(Beginning of EXTRACTED TEXT)

Hello fellow MVSers,
Last I saw all of you, I was home for my childhood best friend's wedding. If you haven't attended — or been in the bridal party of — a close friend's wedding, that day is probably quickly approaching, as we are all in that phase of life where a lot of our peers are getting married.
I always imagined finding my spouse at Bethel College, like my friend did at Hesston College. We would have settled down in some small Kansas town. I would have taught upper elementary school kids, and hopefully, he would have done something that made more money than me! Eventually we'd have a family and maybe move back to South Dakota.
Around Christmas break of my senior year, I got the vibe from God that my imagined future was not going to happen. I took that as God saying, "Hey, you are braver and much more capable than you think." So, I applied for Mennonite Voluntary Service (MVS) — something I never would have considered when I was a freshman.
At my friend's wedding, I had an out-of-body experience: I looked around at these two Mennonite families (both sets of parents also met at Hesston), the other bridal party members (all Hesston alumni), and my best friend and her new husband. I thought, "Woah, I thought this was going to be me."
And for a few days after I got back to San Francisco, I was still thinking about that, and honestly, it didn't sit well with me. I was upset that I wasn't going to have that big college wedding, where everyone knows each other and the families are friends.
My first weekend back in the city my MVS housemate, Claire Waidelich, and I biked to the beach. There aren't many things that give me a feeling of euphoria quite like biking downhill on a sunny day with a killer playlist going. I had Harry Styles' "Golden" blasting in my headphones right as the ocean became visible. As we walked the smooth sand close to the water, I thought: "One day I am going to have a life partner and a family. I'm going to be a teacher. We'll have a home and some sort of crossover vehicle. We will buy our own groceries and I won't have to worry about a roommate eating my leftovers. I can live close enough to family that I don't have to fly to see them."
But when that day comes, I will think back to when I biked to the Pacific Ocean whenever I wanted. When I didn't have to pay bills, and I worked remotely — with kids and coworkers I love — and slept until nine every morning. I'll remember how much time I had to read for pleasure, journal and do devotions. When I lived above a dry cleaner's in the heart of San Francisco, and my bedroom had five massive windows and an old fireplace. When MVS stretched and challenged me in the best ways.
My friend married the love of her life at 22. They just got a puppy and she's adorable. But she also works at an insurance company from 8:30 a.m. to 5 p.m. every day. My life isn't going as 18-year-old Polly planned it. And wow, the pandemic sucks. But I'm right where I need to be. I hope for all of you the same sense of contentment and satisfaction in wherever life has brought you to this point.

(End of EXTRACTED TEXT)

■ **WHAT TO DO**: In the MVS letter, what song was playing in the writer's headphones as the ocean came into view? The lines that follow are not needed for anything here.

(Beginning of INFORMATION SUPPLIED)

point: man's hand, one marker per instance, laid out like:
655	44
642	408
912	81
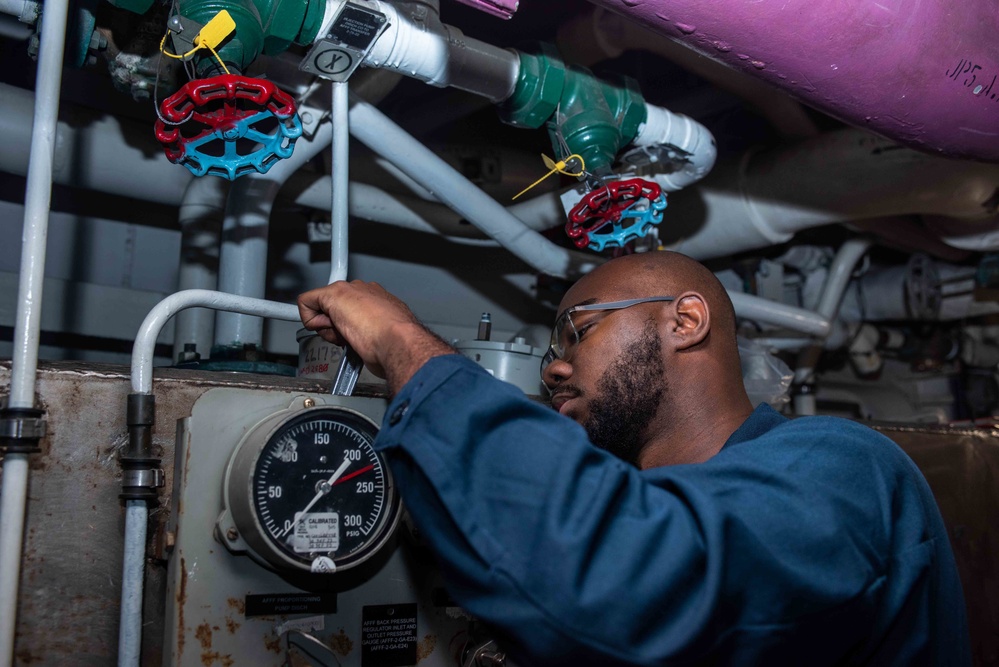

(End of INFORMATION SUPPLIED)

■ **ANSWER BELOW**: Harry Styles' "Golden."